* **TO DO**
1. From the text on the NIH open-access policy, list the areas of science that open-access advocates, according to the author, want to place under federal government control.
2. Repeat word for word the passage of the text on the NIH open-access policy starting at "I find it incredible" and ending at "to the material.".

* **PAGE TEXT**
National Institutes of Health director Elias A. Zerhouni seems hell-bent on imposing an “open access” model of publishing on researchers receiving NIH grants. His action will inflict long-term damage on the communication of scientific results and on maintenance of the archive of scientific knowledge.More important, Zerhouni’s action is the opening salvo in the open-access movement’s unstated, but clearly evident, goal of placing responsibility for the entire scientific enterprise in the federal government’s hand. Open access, in fact, equates with socialized science.Late on Friday, Sept. 3, NIH posted its proposed new policy on its website, setting in motion a 60-day public comment period (C&EN, Sept. 13, page 7). Under the policy, once manuscripts describing research supported by NIH have been peer reviewed and accepted for publication, they would have to be submitted to PubMed Central, NIH’s free archive of biomedical research. The manuscripts would be posted on the site six months after journal publication.
Many observers believe that, if the NIH policy takes effect, other funding agencies will quickly follow suit. In short order, all research supported by the federal government would be posted on government websites six months after publication. This is unlikely to satisfy open-access advocates, who will continue to push for immediate posting of the research.
I find it incredible that a Republican Administration would institute a policy that will have the long-term effect of shifting responsibility for communicating scientific research and maintaining the archive of science, technology, and medical (STM) literature from the private sector to the federal government. It’s especially hard to understand because access to the STM literature is more open today than it ever has been: Anyone can do a search of the literature and obtain papers that interest them, so long as they are willing to pay a reasonable fee for access to the material.
What is important to realize is that a subscription to an STM journal is no longer what people used to think of as a subscription; in fact, it is an access fee to a database maintained by the publisher. Sure, many libraries still receive weekly or monthly copies of journals printed on paper and bound as part of their subscription. Those paper copies of journals are becoming artifacts of a publishing world that is fast receding into the past. What matters is the database of articles in electronic form.
As I’ve written on this page in the past, one important consequence of electronic publishing is to shift primary responsibility for maintaining the archive of STM literature from libraries to publishers. I know that publishers like the American Chemical Society are committed to maintaining the archive of material they publish. Maintaining an archive, however, costs money. It is not hard to imagine a scenario in which some publishers, their revenues squeezed at least in part by loss of subscriptions as a result of open-access policies, decide to cut costs by turning off access to their archives. The material, they would rationalize, is posted on government websites.
Which is, I suspect, the outcome desired by open-access advocates. Their unspoken crusade is to socialize all aspects of science, putting the federal government in charge of funding science, communicating science, and maintaining the archive of scientific knowledge. If that sounds like a good idea to you, then NIH’s open-access policy should suit you just fine.

“put the [] government in charge of funding science, communicating science, and maintaining the archive of scientific knowledge. If that sounds like a good idea to you, then [] open-access policy should suit you just fine.
Well, I can’t see much wrong with that – it’s certainly a major theme of funding in the UK. It’s not the government alone, of course, there’s the splendid work being done by the Wellcome Trust and other funding bodies. There is the problem of cost, of course, and publishing and archiving costs money. But if a funding body funds research it has a right (and a duty IMO) to make sure that work is as widely available as possible for the longets possible time.

(Source records)
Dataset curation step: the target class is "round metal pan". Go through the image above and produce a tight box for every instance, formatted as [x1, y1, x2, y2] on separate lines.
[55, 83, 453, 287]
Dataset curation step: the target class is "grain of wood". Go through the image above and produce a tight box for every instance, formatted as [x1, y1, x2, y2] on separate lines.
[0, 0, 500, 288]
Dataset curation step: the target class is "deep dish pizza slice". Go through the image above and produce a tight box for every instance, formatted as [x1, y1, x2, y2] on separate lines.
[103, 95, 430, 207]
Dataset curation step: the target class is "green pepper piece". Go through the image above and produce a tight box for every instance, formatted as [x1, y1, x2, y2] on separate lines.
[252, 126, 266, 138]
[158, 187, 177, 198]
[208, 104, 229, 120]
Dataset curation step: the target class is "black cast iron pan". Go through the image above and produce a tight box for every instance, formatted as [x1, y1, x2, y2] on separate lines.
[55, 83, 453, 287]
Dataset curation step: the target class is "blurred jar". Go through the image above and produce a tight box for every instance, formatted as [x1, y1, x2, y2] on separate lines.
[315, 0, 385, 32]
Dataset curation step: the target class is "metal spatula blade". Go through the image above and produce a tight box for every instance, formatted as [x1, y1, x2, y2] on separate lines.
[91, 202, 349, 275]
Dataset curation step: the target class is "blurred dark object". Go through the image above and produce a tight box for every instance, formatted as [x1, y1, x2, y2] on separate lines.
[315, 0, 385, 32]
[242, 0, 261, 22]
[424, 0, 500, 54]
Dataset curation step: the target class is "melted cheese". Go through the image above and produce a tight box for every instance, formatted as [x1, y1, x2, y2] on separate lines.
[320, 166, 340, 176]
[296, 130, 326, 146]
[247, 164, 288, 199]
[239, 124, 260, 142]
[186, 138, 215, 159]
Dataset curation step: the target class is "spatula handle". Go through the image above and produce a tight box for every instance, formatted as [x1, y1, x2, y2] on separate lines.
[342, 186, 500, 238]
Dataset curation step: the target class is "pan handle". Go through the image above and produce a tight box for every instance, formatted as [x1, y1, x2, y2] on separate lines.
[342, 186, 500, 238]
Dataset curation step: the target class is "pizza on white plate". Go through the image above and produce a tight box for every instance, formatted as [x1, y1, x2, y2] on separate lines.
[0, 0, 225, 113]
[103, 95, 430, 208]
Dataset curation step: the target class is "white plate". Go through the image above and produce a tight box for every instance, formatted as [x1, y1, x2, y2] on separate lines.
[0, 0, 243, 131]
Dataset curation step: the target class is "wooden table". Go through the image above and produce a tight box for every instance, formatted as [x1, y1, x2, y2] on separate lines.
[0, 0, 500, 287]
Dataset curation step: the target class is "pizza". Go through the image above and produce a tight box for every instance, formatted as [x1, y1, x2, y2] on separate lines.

* **SOLUTIONS TO THE PROBLEMS**
1.
- Funding science
- Communicating science
- Maintaining the archive of scientific knowledge

2.
I find it incredible that a Republican Administration would institute a policy that will have the long-term effect of shifting responsibility for communicating scientific research and maintaining the archive of science, technology, and medical (STM) literature from the private sector to the federal government. It’s especially hard to understand because access to the STM literature is more open today than it ever has been: Anyone can do a search of the literature and obtain papers that interest them, so long as they are willing to pay a reasonable fee for access to the material.